■ DESCRIPTION OF THE TASK: What you write must be the listing below in full, word for word, minus its pictures.

■ SUPPLIED MATERIAL:
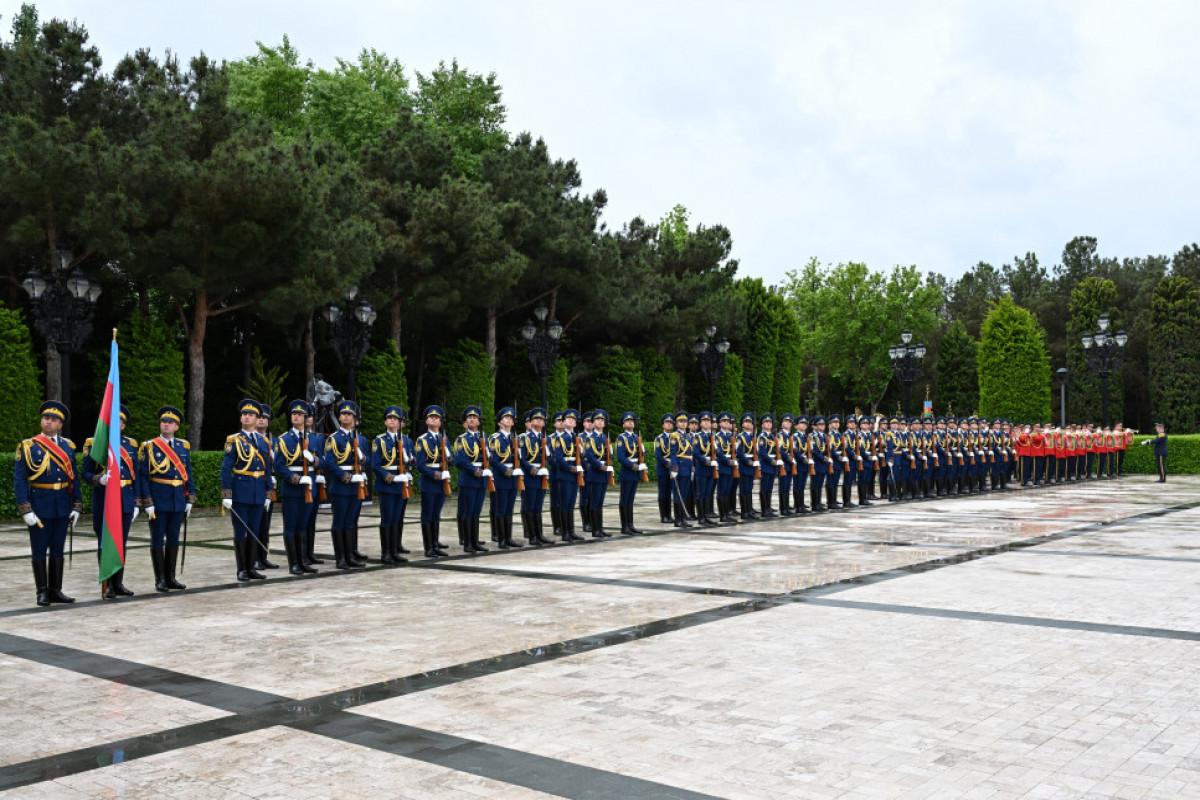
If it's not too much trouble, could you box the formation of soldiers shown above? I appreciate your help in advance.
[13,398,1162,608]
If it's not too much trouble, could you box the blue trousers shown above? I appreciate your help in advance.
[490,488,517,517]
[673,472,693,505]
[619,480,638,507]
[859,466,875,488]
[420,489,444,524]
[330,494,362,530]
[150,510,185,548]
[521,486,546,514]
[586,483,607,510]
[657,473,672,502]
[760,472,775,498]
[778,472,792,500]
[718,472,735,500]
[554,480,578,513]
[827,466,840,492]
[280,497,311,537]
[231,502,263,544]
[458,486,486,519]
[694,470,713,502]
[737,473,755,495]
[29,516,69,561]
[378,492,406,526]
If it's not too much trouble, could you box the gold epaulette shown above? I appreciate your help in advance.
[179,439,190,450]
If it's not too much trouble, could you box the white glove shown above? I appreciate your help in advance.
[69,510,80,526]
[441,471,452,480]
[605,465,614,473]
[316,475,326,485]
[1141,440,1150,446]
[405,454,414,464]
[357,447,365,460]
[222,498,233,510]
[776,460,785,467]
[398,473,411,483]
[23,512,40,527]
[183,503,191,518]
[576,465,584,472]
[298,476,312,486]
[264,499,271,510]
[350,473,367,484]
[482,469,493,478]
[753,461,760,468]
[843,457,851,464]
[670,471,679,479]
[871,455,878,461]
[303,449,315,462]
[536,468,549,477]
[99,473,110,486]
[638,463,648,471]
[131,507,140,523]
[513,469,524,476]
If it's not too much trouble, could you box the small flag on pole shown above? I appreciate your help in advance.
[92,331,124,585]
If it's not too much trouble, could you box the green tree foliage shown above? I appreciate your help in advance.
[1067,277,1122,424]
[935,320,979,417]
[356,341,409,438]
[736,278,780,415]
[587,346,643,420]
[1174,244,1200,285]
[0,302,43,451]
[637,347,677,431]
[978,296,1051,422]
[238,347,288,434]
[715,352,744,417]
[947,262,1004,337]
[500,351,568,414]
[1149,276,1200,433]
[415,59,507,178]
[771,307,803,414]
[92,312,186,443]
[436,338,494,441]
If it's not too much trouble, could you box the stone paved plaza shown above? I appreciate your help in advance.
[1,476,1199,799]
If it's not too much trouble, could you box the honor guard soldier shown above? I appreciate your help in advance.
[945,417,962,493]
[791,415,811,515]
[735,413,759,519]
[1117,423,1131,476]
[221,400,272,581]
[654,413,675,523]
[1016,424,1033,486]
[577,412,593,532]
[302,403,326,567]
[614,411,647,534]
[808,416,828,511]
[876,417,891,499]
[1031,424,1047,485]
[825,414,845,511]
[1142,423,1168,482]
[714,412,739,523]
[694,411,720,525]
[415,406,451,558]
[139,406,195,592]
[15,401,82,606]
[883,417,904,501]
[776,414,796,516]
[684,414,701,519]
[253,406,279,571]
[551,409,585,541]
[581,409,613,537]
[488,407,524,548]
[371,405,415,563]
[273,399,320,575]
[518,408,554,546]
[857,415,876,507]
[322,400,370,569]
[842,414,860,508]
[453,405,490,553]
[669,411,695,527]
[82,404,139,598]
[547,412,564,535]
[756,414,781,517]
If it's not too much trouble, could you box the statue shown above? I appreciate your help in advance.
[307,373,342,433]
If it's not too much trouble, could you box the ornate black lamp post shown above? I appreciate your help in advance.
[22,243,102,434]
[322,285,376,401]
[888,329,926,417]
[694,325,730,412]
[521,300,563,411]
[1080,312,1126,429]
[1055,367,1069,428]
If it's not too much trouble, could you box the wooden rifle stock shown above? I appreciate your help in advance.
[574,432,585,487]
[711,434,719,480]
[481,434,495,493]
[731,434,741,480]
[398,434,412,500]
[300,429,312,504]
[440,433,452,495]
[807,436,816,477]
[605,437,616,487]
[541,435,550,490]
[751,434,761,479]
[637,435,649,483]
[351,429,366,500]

■ THE COMPLETED TASK:
If it's not too much trouble, could you box the formation of soldiers shown above? I appreciate your help in advance.
[13,398,1162,608]
If it's not too much trouble, could you box the blue trousers shown above? I appreciate your help in advance.
[490,488,517,517]
[673,472,693,505]
[619,480,638,507]
[859,466,875,488]
[420,489,444,524]
[330,494,362,530]
[150,510,185,548]
[521,486,546,514]
[586,483,607,510]
[657,473,672,502]
[760,472,775,498]
[778,472,792,500]
[718,472,735,500]
[554,480,578,513]
[827,466,840,492]
[280,497,311,537]
[231,502,263,544]
[458,486,486,519]
[694,470,713,502]
[737,473,755,495]
[29,516,69,561]
[378,492,406,526]
If it's not too much trouble, could you box the gold epaulette shown above? I appreciate your help in advance.
[179,439,190,450]
If it's not too much trouble, could you box the white glove shown above? I appreciate your help in advance.
[69,510,80,526]
[441,471,452,480]
[605,465,614,473]
[316,475,326,485]
[1141,440,1150,446]
[405,454,414,464]
[357,447,365,460]
[222,498,233,510]
[776,460,785,467]
[398,473,411,483]
[23,512,40,527]
[183,503,191,518]
[576,465,584,472]
[298,476,312,486]
[264,499,271,510]
[350,473,367,484]
[482,469,493,478]
[753,461,760,468]
[843,457,851,464]
[670,471,679,479]
[871,455,878,461]
[303,449,315,462]
[536,468,549,477]
[99,473,110,486]
[638,463,648,471]
[131,507,140,523]
[513,469,524,476]
If it's not too much trouble, could you box the small flag on pole shown above? I appreciate your help in advance.
[92,331,124,585]
If it's not too much trouble, could you box the green tree foliage shown above? I appreciate your help in advance.
[1067,277,1122,424]
[935,320,979,417]
[356,341,409,438]
[736,278,780,415]
[587,346,643,420]
[1174,244,1200,285]
[0,302,43,451]
[637,347,677,431]
[978,296,1051,422]
[238,347,288,434]
[715,352,744,417]
[947,262,1004,337]
[500,351,568,414]
[1149,276,1200,433]
[415,59,507,178]
[771,307,803,414]
[92,312,186,443]
[436,338,494,441]
If it's not too much trouble, could you box the stone paved plaza shown above? I appreciate your help in advance.
[1,476,1199,799]
If it's not too much trouble, could you box the honor guard soldier shown above? I appreciate your help in advance.
[945,417,962,493]
[791,415,811,515]
[735,413,759,519]
[1117,423,1131,476]
[221,400,272,581]
[654,413,675,523]
[1016,424,1033,486]
[577,412,593,532]
[302,403,326,567]
[614,411,647,534]
[808,416,828,511]
[876,417,891,499]
[1031,424,1047,485]
[825,414,845,511]
[1142,423,1168,482]
[714,412,739,523]
[694,411,720,525]
[415,406,451,558]
[139,406,195,592]
[15,401,82,606]
[883,417,904,501]
[776,414,796,516]
[684,414,701,519]
[253,406,279,571]
[551,409,585,541]
[581,409,613,537]
[488,407,524,548]
[371,405,415,563]
[273,399,320,575]
[518,408,554,546]
[857,415,876,507]
[322,400,370,569]
[842,414,860,508]
[453,405,490,553]
[669,411,695,527]
[82,404,139,598]
[547,412,564,535]
[756,414,781,517]
If it's not too much trouble, could you box the statue shown above? I appreciate your help in advance.
[307,373,342,433]
If it's not too much trouble, could you box the ornate black lamp post shown above? I appreciate your help in advance.
[22,243,102,434]
[322,285,376,401]
[888,329,926,417]
[694,325,730,412]
[521,300,563,411]
[1080,312,1126,429]
[1055,367,1069,428]
If it's not too much trouble, could you box the wooden rifle stock shown above? I appreciate your help in advance.
[574,432,585,487]
[711,434,719,480]
[481,434,495,493]
[731,434,741,480]
[398,434,412,500]
[300,429,312,504]
[440,433,452,495]
[807,436,816,477]
[605,437,616,487]
[541,435,550,490]
[751,434,761,479]
[637,435,649,483]
[351,429,366,500]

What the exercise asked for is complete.